**Testo proposto**
====

Domanda in crescita, greggi sotto pressione e pastori introvabili: il paradosso della carne ovina in un Piemonte che rischia di perdere il suo patrimonio rurale e ambientale

Boom di agnello

Boom di agnello nel Torinese, ma gli allevatori non tengono il passo

Nel cuore del Piemonte, dove la pastorizia è storia e identità, si consuma un paradosso tutto contemporaneo: la carne d’agnello piace sempre di più, ma non c’è abbastanza prodotto locale per soddisfare la domanda. A lanciare l’allarme è Coldiretti Torino, che fotografa una realtà fatta di contraddizioni: mercato in espansione, ma greggi sotto pressione, pastori che mancano, territori sempre più ostili all’allevamento.

Il dato è chiaro: nel Torinese ci sono 38.750 ovini allevati da 516 aziende, con epicentro in val Pellice e nel Pinerolese. A livello regionale, il Piemonte conta 104.800 ovini e 55.631 capre distribuiti su quasi 4.000 aziende. Un patrimonio zootecnico che vale 30 milioni di euro, ma che oggi rischia la crisi proprio nel momento in cui potrebbe esplodere.

====

**Dati mostrati**
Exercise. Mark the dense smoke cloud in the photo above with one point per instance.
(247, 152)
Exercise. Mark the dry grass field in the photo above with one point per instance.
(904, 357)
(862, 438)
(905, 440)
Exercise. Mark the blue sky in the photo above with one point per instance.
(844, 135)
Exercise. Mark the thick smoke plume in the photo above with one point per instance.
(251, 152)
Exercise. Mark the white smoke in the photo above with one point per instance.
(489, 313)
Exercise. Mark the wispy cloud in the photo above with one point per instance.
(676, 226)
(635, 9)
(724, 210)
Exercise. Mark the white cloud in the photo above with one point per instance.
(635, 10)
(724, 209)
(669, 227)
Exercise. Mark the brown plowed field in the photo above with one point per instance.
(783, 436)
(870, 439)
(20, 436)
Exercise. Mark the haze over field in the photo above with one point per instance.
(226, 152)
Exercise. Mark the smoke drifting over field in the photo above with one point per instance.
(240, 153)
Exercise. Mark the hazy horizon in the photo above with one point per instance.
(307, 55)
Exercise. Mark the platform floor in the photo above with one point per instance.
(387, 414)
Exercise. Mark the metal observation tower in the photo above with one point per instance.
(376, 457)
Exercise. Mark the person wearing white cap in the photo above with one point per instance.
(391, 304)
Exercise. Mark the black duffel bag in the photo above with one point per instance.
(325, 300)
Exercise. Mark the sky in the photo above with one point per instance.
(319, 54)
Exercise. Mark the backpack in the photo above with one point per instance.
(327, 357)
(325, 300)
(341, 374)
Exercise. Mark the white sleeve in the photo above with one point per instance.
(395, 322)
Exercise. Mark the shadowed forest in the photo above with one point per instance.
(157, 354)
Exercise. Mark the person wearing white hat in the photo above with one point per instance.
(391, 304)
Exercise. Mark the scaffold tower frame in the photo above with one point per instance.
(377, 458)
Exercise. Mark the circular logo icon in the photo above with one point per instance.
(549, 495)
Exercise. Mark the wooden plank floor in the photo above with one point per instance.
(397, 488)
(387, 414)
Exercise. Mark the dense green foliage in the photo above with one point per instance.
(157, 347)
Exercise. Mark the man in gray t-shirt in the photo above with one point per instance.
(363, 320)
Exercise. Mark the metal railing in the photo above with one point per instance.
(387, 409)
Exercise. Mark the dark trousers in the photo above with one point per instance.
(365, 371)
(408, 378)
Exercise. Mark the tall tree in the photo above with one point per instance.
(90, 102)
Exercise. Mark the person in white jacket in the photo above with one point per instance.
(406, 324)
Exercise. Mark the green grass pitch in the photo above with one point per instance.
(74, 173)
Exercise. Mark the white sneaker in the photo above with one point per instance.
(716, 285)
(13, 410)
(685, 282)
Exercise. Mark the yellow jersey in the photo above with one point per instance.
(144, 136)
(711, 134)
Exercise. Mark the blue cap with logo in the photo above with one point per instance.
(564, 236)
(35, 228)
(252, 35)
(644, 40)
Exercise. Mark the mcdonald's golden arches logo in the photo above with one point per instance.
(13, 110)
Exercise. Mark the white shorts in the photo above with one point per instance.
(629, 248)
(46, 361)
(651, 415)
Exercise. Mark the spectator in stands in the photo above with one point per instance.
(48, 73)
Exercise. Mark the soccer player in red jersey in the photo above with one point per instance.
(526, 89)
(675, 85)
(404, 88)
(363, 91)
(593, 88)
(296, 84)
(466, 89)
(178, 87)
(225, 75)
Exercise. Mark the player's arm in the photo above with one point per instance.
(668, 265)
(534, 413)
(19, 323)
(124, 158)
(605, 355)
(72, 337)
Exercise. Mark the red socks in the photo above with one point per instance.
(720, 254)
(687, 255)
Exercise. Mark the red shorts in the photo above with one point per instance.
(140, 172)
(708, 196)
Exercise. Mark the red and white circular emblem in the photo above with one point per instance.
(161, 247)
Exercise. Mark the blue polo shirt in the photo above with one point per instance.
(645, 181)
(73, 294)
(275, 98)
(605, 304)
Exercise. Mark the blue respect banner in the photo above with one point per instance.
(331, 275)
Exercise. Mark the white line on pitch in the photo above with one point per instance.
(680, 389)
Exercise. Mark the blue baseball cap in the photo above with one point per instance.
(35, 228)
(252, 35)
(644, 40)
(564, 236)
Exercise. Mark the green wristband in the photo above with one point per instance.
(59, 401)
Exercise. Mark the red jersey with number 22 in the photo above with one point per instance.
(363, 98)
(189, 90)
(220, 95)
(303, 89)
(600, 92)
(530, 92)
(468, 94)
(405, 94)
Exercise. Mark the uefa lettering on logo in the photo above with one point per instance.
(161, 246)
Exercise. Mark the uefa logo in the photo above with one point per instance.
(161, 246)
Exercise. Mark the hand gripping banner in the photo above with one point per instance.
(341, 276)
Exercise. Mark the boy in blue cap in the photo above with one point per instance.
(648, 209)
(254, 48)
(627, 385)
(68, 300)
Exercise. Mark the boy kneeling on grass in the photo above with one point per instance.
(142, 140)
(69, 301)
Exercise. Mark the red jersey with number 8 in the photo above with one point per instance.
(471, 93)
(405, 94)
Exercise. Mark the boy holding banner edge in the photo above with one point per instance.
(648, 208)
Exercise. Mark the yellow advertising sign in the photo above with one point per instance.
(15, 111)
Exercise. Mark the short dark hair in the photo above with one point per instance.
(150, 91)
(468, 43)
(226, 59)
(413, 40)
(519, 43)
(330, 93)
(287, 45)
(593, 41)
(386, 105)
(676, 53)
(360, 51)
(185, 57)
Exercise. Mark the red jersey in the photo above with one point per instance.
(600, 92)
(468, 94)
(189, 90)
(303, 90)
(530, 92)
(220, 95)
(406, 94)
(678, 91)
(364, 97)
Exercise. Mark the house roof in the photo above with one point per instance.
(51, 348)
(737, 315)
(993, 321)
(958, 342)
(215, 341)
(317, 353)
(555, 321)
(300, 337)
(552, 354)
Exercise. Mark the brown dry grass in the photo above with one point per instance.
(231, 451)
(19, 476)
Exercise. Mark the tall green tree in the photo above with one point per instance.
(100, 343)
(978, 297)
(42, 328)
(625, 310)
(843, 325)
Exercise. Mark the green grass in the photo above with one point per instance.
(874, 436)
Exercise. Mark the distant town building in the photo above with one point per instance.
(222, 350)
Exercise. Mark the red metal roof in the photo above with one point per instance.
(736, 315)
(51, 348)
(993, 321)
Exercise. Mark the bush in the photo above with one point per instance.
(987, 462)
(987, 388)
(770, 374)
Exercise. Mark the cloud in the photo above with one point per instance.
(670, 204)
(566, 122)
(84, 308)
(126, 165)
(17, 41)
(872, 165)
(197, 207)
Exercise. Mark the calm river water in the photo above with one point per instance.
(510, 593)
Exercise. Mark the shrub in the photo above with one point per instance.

====

**Domande di studio**
A. Riproduci senza modifiche il passo del testo sull'allevamento ovino piemontese da "Il dato è chiaro: nel" fino a "cui potrebbe esplodere." incluso.
B. Prosegui il testo sull'allevamento ovino piemontese, riprendendo subito dopo la sua ultima frase.

**Soluzioni**
A.
Il dato è chiaro: nel Torinese ci sono 38.750 ovini allevati da 516 aziende, con epicentro in val Pellice e nel Pinerolese. A livello regionale, il Piemonte conta 104.800 ovini e 55.631 capre distribuiti su quasi 4.000 aziende. Un patrimonio zootecnico che vale 30 milioni di euro, ma che oggi rischia la crisi proprio nel momento in cui potrebbe esplodere.

B.
Perché la domanda cresce?
Il boom arriva soprattutto da nuove fasce di consumatori, cittadini di origine straniera – in particolare nordafricana, balcanica e mediorientale – che hanno portato in Piemonte le loro tradizioni culinarie a base di agnello e pecora. Una crescita costante, non legata solo al calendario pasquale, che però trova un’offerta locale incapace di stare al passo.

Il problema? È la montagna.
L’allevamento ovino ha bisogno del pascolo, e il pascolo ha bisogno di pastori. Ma oggi il mestiere del margaro non lo vuole più nessuno: vita dura, compensi scarsi, zero tutele. E a questo si aggiungono i divieti sui pascoli, la burocrazia, i sentieri chiusi, e il ritorno del lupo, che ogni anno decima le greggi, scoraggiando sempre più allevatori.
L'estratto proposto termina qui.